### Excerpted passage

*****

The twin-stick shooting mechanics implemented by Pixelbite feel dependable and accurate, with the controls logically mapped to an MFi controller. Players will never feel with Xenowerk that they are playing a hastily ported touchscreen game, and this carries right through from the control scheme to the menu navigation and layout. Kudos to Pixelbite for causing Xenowerk to feel like a built-for-console game, rather than a mere port of its iOS counterpart.
On this solid foundation, the studio has built a colourful sci-fi shooter, bursting with varied weapons and vibrant, neon colour schemes. The list of weapons and characters to unlock is satisfyingly long, and of a satisfying variety. From assault rifles, lasers that bounce off walls, various shot-gun offerings, grenade launchers, guns that shoot electricity, plasma and more, players of all persuasions will find the tools to suit their style.
But there is a lot more to like about the weaponry than just the variety. While guns have unlimited ammo, they also overheat from constant use. This of course encourages players to develop some accuracy and movement skill, and also to use the special abilities such as the freezing of all enemies within a certain radius. Two weapon slots are available to take into battle, and the obvious choice is of course to take something fast, with a secondary weapon that does heavy damage. When one weapon overheats you can toggle to the secondary while it cools down. A nice touch however, is that Pixelbite have not locked the primary and secondary slots into the usual rapid fire/light damage, slow fire/heavy damage cliché. If spraying bullets is your thing, feel free to equip two weapons of the rapid firing variety, and toggle between them if one overheats. It’s a refreshing break from the norm.
Weapons will automatically upgrade from frequent use, so if you find something you like – the more you use it, the better it gets.

*****

### Dataset entries
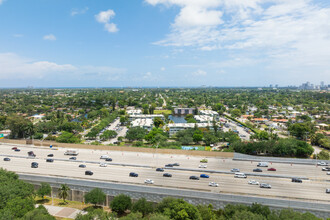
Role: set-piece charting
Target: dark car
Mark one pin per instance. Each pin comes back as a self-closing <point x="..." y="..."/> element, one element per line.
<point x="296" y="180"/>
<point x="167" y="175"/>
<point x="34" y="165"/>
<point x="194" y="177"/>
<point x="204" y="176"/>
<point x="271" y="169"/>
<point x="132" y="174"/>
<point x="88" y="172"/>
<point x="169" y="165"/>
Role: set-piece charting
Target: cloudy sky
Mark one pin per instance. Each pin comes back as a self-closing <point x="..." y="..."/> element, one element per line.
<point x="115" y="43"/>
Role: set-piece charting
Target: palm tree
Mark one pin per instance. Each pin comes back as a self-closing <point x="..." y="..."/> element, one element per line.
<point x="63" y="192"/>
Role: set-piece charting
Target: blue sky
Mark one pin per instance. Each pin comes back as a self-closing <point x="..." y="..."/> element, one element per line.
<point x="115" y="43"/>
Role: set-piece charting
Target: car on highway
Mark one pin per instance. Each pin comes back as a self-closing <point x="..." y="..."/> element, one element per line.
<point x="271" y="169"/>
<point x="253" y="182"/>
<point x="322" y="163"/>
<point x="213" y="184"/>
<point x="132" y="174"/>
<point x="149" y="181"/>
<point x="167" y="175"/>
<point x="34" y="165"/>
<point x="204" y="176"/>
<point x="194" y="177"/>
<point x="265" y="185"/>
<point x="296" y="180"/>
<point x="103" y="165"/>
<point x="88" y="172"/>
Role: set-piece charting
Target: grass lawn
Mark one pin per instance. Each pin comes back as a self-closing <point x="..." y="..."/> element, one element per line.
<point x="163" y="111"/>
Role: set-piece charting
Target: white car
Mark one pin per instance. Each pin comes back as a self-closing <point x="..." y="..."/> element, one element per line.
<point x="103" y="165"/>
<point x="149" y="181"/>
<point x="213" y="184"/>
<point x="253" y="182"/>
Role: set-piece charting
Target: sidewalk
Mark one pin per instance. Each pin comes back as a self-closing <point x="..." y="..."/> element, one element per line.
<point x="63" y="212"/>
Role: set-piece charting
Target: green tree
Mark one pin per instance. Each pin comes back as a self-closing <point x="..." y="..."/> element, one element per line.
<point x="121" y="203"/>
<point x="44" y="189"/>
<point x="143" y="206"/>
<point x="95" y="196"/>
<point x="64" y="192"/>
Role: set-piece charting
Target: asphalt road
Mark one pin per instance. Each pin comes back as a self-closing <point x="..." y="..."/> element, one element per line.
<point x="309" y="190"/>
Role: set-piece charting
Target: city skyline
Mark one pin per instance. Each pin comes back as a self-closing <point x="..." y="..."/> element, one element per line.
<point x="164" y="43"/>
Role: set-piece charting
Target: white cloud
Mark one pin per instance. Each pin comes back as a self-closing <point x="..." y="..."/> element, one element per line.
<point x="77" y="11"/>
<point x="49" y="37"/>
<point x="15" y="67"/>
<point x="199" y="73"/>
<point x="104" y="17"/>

*****

### Work request 1
Which weapon types are named in the Xenowerk review's sentence that begins "From assault rifles"? List every one.
### Work request 2
Continue the Xenowerk review from the end of its last paragraph.

### Answer 1
- Assault rifles
- Lasers that bounce off walls
- Shotguns
- Grenade launchers
- Guns that shoot electricity
- Plasma

### Answer 2
Where this variation and diversity ends unfortunately, is in the level design. It won’t be many levels into the experience until you’ll start to notice all the same office chairs, computers, cubicles, explosive barrels, and pot plants appearing in different configurations. Each level offers another maze to shoot through that looked exactly the same as the last maze, just with a different layout. Locations are made up of 10-20 sub-levels, but even moving from one overall location to the next – with differing titles such as Medical Research, Military Branch, Factory X, and more – doesn’t bring much change in the scenery.
The enemies, while nicely modeled on mutated plant-life, also lack a little in variation.
Without Xenowerk’s solid twin-stick shooting mechanics, and huge arsenal of weapons to experiment with, it would be a hard title to recommend. Fortunately though, these positives end up outweighing the lack of level diversity, and combined with the minimal asking price (it’s currently $1.49 on the Australian App Store) there’s definitely a fun time to be had within Pixlebite’s creation.
In A Nutshell:
Despite a lack of level variety, Xenowerk boasts solid twin-stick shooting gameplay, and a huge arsenal of sci-fi weaponry, all depicted in vibrant neon colours. Great bang for your buck.